[START]

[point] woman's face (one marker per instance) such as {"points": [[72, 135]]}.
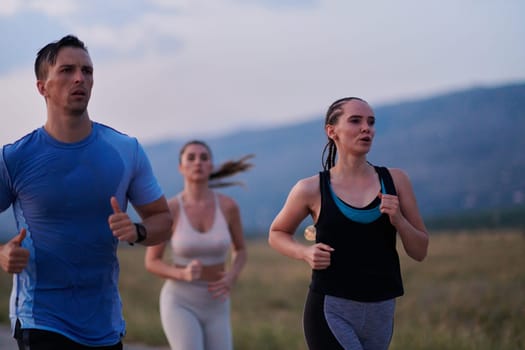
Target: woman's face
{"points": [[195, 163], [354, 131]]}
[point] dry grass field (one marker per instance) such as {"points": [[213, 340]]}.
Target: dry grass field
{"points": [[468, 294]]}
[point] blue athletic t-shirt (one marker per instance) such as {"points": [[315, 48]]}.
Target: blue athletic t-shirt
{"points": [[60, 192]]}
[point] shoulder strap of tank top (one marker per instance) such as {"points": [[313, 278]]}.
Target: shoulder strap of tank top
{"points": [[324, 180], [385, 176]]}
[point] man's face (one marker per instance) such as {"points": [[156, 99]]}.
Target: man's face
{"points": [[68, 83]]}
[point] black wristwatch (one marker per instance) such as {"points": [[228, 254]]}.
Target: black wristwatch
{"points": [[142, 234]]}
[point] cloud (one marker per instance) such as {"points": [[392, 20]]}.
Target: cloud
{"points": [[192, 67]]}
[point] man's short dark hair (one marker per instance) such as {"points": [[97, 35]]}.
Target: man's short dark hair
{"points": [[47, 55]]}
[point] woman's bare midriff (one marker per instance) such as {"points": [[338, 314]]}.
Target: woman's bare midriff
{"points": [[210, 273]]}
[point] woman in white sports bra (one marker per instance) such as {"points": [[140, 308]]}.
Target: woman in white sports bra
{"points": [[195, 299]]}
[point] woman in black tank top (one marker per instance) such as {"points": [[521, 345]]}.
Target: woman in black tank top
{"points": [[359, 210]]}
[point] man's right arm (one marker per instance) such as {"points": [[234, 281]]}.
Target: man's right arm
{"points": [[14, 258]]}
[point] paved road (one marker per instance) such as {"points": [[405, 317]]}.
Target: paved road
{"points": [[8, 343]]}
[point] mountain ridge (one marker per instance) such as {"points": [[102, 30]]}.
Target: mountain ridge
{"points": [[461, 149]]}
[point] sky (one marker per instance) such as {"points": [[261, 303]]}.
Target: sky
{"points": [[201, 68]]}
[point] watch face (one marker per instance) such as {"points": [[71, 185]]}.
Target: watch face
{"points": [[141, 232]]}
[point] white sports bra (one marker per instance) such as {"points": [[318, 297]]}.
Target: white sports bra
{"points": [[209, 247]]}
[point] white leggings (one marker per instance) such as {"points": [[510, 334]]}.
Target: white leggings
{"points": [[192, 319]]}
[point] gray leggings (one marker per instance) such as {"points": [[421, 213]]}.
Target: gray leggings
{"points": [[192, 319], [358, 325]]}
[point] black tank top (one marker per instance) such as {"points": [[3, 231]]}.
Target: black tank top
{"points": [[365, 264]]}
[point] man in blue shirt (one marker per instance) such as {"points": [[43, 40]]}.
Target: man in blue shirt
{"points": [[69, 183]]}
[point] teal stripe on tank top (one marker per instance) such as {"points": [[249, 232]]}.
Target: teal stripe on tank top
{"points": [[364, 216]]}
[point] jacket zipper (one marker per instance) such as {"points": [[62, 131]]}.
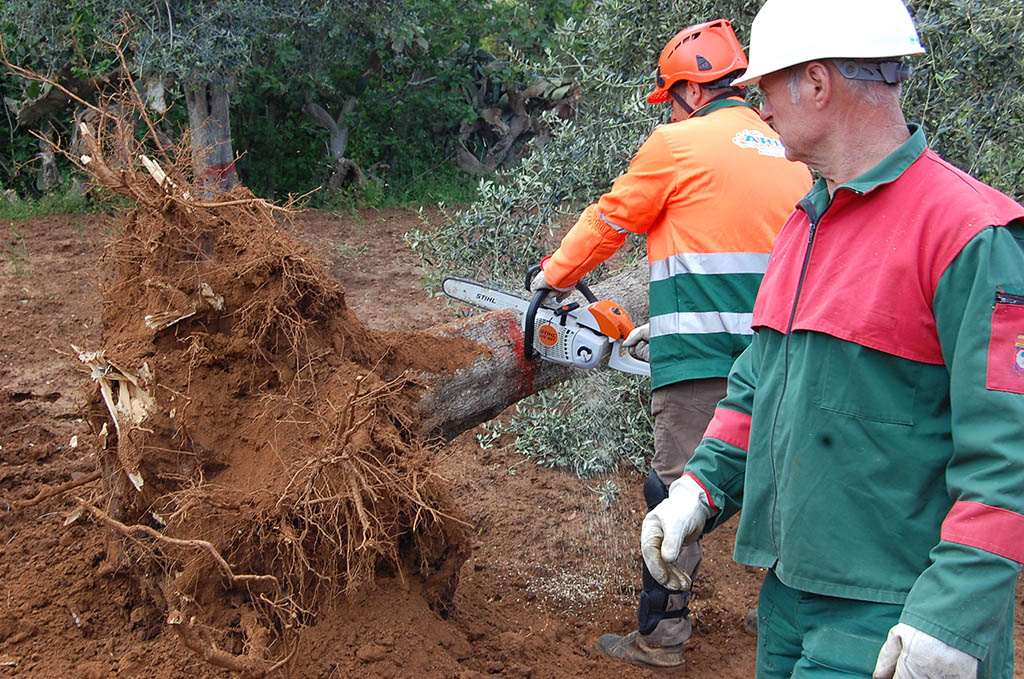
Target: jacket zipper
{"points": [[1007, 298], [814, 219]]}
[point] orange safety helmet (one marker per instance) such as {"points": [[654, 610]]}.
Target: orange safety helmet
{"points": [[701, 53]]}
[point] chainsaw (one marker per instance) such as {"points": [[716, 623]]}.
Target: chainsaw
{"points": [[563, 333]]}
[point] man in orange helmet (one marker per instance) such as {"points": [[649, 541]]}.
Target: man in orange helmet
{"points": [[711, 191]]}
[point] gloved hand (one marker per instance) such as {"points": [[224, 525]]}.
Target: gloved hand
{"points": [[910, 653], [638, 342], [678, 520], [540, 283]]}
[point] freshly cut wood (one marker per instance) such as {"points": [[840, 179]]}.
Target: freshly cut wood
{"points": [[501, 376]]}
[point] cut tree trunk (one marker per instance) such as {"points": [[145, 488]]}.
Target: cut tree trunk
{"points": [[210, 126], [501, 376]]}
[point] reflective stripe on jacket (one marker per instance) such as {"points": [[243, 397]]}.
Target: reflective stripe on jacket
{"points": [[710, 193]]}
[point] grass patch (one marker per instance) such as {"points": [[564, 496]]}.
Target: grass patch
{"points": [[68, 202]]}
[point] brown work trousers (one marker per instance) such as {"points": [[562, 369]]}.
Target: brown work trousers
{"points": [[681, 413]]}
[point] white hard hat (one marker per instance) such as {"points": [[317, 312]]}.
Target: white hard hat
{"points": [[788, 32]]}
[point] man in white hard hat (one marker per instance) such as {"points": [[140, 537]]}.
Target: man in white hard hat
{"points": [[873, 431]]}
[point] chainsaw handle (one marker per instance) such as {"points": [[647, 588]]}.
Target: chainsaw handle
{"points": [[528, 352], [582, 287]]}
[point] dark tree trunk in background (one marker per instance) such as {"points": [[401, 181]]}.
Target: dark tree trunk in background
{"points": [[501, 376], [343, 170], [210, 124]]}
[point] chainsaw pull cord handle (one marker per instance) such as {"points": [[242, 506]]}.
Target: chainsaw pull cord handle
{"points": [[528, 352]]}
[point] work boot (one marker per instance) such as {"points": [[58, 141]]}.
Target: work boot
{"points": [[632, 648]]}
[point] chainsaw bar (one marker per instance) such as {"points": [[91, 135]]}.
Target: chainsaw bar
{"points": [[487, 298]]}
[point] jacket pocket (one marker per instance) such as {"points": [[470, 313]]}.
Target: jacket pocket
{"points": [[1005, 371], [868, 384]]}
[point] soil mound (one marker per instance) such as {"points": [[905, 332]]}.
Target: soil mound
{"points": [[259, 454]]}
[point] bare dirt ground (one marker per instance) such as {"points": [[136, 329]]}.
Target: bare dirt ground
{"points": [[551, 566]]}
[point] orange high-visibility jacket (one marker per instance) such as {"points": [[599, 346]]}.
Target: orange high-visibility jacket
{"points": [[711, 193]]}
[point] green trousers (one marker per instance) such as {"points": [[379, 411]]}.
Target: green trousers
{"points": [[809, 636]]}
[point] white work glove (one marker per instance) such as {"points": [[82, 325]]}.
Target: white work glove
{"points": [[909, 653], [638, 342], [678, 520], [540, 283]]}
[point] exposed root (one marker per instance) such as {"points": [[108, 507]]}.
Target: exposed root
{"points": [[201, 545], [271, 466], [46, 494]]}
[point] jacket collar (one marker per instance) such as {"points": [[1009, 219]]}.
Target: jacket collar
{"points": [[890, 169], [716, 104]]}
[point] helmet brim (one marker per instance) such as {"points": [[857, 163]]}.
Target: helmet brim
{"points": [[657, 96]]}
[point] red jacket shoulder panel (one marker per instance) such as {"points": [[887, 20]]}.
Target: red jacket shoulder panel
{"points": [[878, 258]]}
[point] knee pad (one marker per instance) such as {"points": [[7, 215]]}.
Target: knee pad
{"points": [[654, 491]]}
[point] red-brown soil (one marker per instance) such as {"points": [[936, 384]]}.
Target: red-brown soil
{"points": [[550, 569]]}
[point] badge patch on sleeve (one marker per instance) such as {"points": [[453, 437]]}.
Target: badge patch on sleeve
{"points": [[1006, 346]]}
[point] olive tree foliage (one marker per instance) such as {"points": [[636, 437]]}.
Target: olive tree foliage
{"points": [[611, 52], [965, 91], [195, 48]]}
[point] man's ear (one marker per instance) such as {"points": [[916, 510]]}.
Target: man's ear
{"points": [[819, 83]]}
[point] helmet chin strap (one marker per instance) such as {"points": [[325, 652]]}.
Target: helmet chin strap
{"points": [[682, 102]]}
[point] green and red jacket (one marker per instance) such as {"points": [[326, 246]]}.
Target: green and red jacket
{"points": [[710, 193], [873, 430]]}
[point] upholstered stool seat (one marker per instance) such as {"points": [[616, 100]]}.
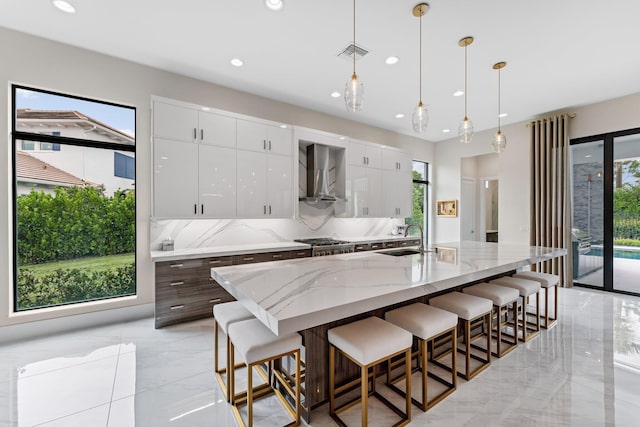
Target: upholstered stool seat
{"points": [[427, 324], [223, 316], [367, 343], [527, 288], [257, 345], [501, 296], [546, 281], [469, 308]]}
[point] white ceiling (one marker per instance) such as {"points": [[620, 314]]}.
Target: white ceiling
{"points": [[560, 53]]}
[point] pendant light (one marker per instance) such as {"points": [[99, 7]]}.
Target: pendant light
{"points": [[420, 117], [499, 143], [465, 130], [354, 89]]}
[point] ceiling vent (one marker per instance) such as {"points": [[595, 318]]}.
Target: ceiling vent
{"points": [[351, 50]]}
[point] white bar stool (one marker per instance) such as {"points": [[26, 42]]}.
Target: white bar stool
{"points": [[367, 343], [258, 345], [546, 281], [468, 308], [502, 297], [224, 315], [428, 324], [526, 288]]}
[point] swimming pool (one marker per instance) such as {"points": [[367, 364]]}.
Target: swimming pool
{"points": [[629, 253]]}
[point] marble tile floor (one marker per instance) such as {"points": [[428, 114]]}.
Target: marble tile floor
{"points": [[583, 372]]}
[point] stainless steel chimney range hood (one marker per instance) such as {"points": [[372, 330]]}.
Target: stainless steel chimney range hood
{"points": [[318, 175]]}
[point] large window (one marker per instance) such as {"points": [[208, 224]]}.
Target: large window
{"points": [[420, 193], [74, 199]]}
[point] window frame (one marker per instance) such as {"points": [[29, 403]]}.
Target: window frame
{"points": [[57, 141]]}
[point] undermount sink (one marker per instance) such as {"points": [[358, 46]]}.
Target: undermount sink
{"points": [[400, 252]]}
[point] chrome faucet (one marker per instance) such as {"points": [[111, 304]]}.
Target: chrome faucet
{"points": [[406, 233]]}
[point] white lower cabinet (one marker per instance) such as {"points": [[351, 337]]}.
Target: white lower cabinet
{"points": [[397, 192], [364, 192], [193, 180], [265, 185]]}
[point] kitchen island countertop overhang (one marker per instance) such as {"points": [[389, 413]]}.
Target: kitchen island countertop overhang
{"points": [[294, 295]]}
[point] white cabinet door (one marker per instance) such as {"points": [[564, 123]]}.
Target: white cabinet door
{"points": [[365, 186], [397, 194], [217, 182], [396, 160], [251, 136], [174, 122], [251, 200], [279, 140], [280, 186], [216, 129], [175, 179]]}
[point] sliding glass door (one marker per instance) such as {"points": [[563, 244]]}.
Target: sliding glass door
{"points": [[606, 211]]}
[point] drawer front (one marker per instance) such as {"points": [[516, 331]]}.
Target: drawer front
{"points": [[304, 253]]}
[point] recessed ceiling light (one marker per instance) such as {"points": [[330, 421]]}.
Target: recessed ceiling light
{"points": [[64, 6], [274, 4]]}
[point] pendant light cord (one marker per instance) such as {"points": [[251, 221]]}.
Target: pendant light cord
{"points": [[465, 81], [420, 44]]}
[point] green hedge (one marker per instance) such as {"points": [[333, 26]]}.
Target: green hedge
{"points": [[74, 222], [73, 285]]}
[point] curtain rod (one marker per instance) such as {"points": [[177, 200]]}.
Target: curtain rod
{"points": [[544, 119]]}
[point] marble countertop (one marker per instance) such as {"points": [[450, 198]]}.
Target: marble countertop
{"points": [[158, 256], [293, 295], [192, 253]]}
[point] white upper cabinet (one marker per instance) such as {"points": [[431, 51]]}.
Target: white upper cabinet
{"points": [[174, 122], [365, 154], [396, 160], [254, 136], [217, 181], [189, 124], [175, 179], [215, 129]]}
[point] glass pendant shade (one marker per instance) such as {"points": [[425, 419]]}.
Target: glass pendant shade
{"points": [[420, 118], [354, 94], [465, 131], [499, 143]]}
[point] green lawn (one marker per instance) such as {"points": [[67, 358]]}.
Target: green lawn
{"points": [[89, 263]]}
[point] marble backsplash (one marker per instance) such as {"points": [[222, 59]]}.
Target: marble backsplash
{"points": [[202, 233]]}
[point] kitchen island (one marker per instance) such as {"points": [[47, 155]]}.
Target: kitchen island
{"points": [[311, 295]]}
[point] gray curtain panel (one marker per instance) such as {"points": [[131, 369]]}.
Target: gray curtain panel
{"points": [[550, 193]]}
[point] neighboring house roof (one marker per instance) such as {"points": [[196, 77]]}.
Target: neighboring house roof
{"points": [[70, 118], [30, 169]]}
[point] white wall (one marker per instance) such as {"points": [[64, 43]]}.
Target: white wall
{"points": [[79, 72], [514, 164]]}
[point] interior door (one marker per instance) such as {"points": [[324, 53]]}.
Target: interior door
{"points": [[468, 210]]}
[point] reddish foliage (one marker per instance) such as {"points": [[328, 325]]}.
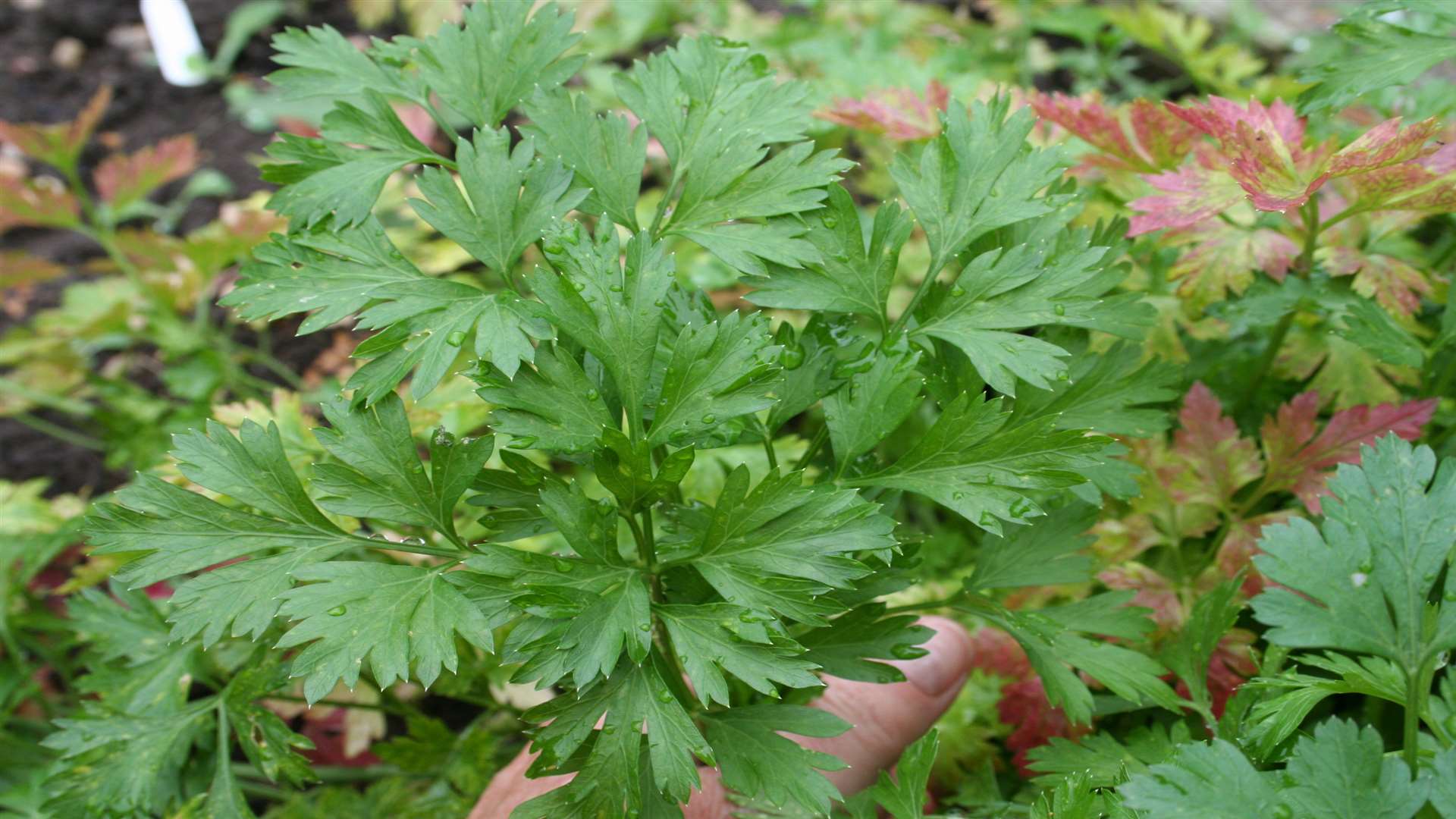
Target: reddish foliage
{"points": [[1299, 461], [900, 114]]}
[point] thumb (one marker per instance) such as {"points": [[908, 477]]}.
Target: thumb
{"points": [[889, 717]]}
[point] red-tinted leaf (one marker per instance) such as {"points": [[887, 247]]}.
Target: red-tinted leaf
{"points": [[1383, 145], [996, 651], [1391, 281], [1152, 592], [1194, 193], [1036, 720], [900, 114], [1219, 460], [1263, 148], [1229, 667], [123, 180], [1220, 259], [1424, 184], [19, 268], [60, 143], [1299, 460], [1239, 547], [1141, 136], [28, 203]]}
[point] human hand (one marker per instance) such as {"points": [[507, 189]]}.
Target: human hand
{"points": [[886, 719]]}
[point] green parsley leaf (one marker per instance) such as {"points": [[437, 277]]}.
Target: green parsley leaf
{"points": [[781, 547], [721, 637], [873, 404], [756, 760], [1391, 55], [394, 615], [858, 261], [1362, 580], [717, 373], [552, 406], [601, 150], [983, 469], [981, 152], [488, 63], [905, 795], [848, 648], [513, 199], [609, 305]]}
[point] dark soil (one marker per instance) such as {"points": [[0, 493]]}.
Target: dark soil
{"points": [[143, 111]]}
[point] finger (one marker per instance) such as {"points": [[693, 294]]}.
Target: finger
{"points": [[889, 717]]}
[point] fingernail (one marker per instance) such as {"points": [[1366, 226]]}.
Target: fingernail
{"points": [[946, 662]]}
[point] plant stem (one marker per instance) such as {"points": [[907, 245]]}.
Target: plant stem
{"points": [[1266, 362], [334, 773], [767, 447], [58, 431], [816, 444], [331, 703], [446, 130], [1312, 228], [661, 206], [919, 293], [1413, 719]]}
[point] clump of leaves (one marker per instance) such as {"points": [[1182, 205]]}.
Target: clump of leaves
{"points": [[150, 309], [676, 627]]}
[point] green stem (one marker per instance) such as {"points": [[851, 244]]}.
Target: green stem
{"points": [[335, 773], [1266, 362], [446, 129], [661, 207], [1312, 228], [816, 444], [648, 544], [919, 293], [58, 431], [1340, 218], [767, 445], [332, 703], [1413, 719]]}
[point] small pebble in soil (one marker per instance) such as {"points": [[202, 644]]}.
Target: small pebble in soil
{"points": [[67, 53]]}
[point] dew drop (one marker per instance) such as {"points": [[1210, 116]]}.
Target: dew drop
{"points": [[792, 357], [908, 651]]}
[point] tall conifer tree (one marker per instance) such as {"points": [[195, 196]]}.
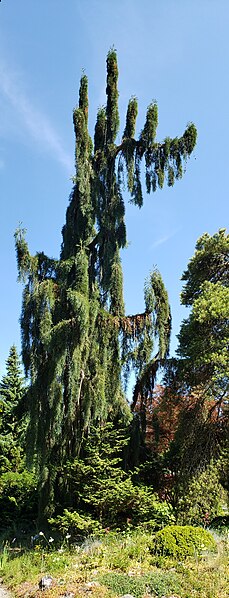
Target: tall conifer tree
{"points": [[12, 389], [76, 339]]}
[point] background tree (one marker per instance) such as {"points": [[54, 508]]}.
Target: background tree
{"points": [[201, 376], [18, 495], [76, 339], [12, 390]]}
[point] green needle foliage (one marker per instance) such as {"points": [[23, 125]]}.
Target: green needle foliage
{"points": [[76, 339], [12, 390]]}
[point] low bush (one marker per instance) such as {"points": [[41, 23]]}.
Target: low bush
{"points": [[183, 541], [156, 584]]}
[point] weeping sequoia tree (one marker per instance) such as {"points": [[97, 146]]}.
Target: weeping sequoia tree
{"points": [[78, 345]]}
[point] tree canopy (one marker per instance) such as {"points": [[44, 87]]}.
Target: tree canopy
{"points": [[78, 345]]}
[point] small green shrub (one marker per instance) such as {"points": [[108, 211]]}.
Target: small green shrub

[END]

## Written request
Retype the stretch of the records from the line containing "[point] tree canopy" through the end of the records, reproducing each line verbatim.

## Exercise response
[point] tree canopy (one marker per instance) such as {"points": [[44, 87]]}.
Target: tree canopy
{"points": [[78, 345]]}
[point] small green shrub (one marker per instance) such as {"points": [[108, 211]]}.
Target: small green shrub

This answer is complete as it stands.